Request A: In the article on data storytelling, what example of bad data is given for a dataset of human ages?

Source:

What 200,000 Years of Humanity Taught Us about Data Storytelling

A data scientist is also an efficient communicator who brings data to life.

In ancient times, 200,000 years ago, people sit around the campfire to learn from each other’s experiences through stories. Our ancestors taught each other how to control fire, hunt animals, what to eat and what not to eat. These narratives advance human knowledge by learning from others’ successes and failures.

Ancient Egyptian arts contain stories that pass on to generations about what has happened in the past. How did they build their empire, what are the tools they use, and what they considered important. Even today, we can learn from the drawings about the history of humanity.

Ancient Egyptian arts [source from Wikipedia]

Today, the most engaging TED Talks and highest-grossing movies are anchored in storytelling. Stories that resonate with us, stories that bring ideas to life, stories that connect audiences.

Storytelling is as old as time, and it has a place in every culture and society. It is an effective way to learn the essential things from each other.

In this age of big data, this is how we are to learn from each other — telling data stories. There are three crucial fundamentals of data storytelling, data, visualisation and narrative.

3 fundamentals of data storytelling: data, visualisation and narrative

#1. Collect and clean your data

Before you can tell any data stories, you need data. If you are working in an organisation, a class assignment, or a Kaggle dataset; you have the data. You have to figure out what is the story you want to tell.

If you don’t have data yet, you have to define your hypothesis before collecting data. Your hypothesis should be measurable and clear. This will guide you to find or collect suitable dataset for analysis. Try searching for an open-source dataset that might answer your key question. However, if your question is niche, you have to build your data collection system.

Before you can extract any insights from your data, you have to ensure that the data is correct. This process is defined as data cleaning. Typically you want to clean data that are incomplete, inaccurate, inconsistent and duplicated; to have accurate results.

Identify bad data

Imagine if someone spotted an error during your presentation, that will make your work less credible. For example, if you have a dataset that contains human age, it wouldn’t make sense if someone is 5,000 years old. You might have to remove them first.

Identify missing values

Missing values can be represented as empty values or values that are out of range, like “-1” or “-99" for human age. Your job is to identify and handle these missing values. You may have to get rid of columns or rows that have too many missing values.

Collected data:
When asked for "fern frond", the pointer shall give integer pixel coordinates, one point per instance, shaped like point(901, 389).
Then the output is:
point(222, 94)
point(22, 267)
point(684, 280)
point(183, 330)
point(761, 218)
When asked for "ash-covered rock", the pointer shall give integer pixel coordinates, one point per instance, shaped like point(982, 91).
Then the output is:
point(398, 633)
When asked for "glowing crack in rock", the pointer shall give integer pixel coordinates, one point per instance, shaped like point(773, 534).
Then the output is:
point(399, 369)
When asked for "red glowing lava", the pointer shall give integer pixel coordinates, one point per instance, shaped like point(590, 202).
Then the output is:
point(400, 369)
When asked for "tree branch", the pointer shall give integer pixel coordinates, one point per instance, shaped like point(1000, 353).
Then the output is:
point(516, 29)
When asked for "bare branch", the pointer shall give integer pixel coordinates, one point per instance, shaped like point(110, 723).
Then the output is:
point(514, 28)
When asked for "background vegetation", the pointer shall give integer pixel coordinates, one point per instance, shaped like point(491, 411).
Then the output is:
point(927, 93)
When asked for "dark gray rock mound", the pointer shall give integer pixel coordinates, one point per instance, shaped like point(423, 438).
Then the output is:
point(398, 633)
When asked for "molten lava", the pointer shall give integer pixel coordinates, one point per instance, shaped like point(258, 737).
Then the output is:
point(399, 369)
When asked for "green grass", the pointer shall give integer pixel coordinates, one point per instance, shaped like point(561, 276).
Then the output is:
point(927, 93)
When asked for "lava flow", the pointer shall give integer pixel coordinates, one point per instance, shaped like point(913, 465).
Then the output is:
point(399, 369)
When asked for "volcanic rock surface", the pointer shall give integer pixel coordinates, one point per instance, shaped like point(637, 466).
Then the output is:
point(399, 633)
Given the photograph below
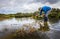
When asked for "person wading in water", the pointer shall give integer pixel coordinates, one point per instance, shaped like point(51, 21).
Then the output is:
point(46, 10)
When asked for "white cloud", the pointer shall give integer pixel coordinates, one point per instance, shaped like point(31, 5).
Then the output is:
point(12, 6)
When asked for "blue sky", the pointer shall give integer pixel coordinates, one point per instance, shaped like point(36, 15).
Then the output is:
point(13, 6)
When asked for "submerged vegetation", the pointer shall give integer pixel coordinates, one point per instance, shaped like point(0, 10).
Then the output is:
point(32, 34)
point(54, 15)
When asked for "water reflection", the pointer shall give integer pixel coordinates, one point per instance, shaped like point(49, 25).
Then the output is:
point(9, 25)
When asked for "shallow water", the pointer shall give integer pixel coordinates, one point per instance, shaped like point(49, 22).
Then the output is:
point(10, 25)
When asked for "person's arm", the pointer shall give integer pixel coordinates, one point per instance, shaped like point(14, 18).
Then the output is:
point(41, 12)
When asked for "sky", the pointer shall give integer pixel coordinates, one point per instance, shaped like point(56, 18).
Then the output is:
point(14, 6)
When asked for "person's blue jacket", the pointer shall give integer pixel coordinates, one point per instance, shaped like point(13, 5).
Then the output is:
point(45, 9)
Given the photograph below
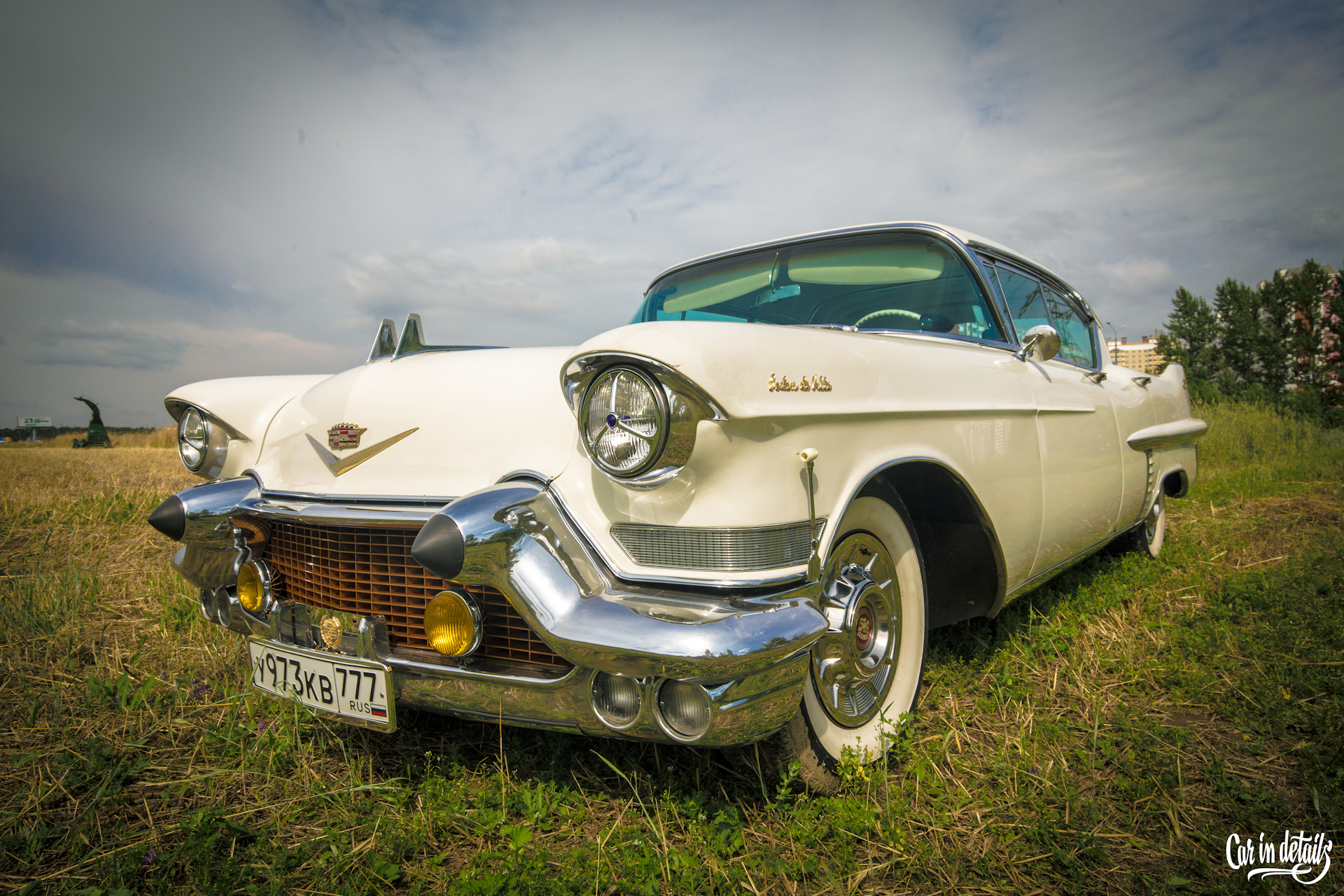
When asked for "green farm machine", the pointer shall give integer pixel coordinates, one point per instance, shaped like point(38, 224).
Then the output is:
point(97, 431)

Request B: Tally the lines in the rows above that contain the string "glowing", treating uppercase and lowercase as different. Reply with the number only.

Right answer A: Someone who is 5,000 years old.

Right answer B: 2